Collected data
○ ○ ○ ○ ○ ○ ○

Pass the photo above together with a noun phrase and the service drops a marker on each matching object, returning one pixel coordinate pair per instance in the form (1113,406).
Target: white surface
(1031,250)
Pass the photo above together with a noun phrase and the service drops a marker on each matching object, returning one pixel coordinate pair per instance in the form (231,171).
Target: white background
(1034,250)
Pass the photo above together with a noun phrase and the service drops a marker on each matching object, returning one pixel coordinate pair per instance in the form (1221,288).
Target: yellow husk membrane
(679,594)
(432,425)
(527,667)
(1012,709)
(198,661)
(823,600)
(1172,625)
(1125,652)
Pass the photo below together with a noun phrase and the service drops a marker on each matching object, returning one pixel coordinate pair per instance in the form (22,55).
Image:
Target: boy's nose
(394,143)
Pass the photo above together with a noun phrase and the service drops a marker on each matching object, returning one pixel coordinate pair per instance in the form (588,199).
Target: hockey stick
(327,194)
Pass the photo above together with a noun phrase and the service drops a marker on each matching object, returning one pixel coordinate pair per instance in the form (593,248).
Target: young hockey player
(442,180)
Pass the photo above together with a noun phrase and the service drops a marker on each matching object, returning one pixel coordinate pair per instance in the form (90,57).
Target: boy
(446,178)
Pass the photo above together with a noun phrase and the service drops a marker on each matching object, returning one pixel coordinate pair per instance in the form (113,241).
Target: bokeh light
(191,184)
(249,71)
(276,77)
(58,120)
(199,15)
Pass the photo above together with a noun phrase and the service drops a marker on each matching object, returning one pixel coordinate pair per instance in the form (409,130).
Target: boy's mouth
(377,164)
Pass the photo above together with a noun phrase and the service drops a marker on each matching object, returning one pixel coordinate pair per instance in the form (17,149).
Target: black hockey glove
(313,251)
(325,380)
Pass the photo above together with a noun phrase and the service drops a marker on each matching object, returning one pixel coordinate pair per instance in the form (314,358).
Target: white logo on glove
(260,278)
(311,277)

○ ○ ○ ○ ○ ○ ○

What to work on: Please reproduce all of the entries exactly as they stand.

Written answer:
Pass the photo above together with a noun phrase and the service drops a marker on each matching object, returning one pixel coordinate pair per instance in the form (1113,406).
Target: white surface
(1031,250)
Pass the photo above together with a noun phrase and the service drops a marker on each matching object, returning one pixel coordinate pair per instance in the form (231,171).
Target: white background
(1034,250)
Pass the photo above together with a noun phrase and the service drops a marker on each matching object, returning one pixel coordinate pair per instance in the form (1221,288).
Target: yellow husk membrane
(679,594)
(432,425)
(527,667)
(1012,709)
(198,661)
(823,600)
(1172,625)
(1125,652)
Pass the photo below together with a noun phrase and the service drops a marker on each matching object, returning one pixel coordinate pair per instance in the form (22,55).
Image:
Target: boy's nose
(394,143)
Pass the photo above together with a noun phrase and the service drops a marker on each matching object, returning one pixel coordinate pair per instance in the form (588,199).
Target: hockey stick
(327,194)
Pass the photo above together with a noun phrase and the service drops a marker on each matching object, returning one pixel coordinate pair per instance in the form (593,248).
Target: young hockey player
(442,180)
Pass the photo above together with a noun phrase and the service drops a marker on each matching object, returning one pixel coordinate pair per instance in the form (90,57).
Target: boy
(446,178)
Pass the photo above together with a noun phrase and the service drops a marker on each matching object, returning one pixel coordinate pair per instance in the form (113,241).
Target: bokeh light
(191,184)
(249,71)
(276,77)
(58,120)
(199,15)
Pass the photo above together with a noun phrase and the service drops a marker on each matching object, returning one pixel coordinate pair per instance in the form (409,130).
Target: boy's mouth
(377,164)
Pass the photo above together with a noun phrase and the service drops a marker on each matching object, returning one pixel coordinate pair per instance in the form (17,149).
Target: black hockey glove
(313,251)
(325,380)
Pass the photo above together with a noun phrase and the service drops a marker on each matching object, returning one pixel coordinate pair per instance in the form (314,358).
Target: white logo on glove
(260,278)
(311,277)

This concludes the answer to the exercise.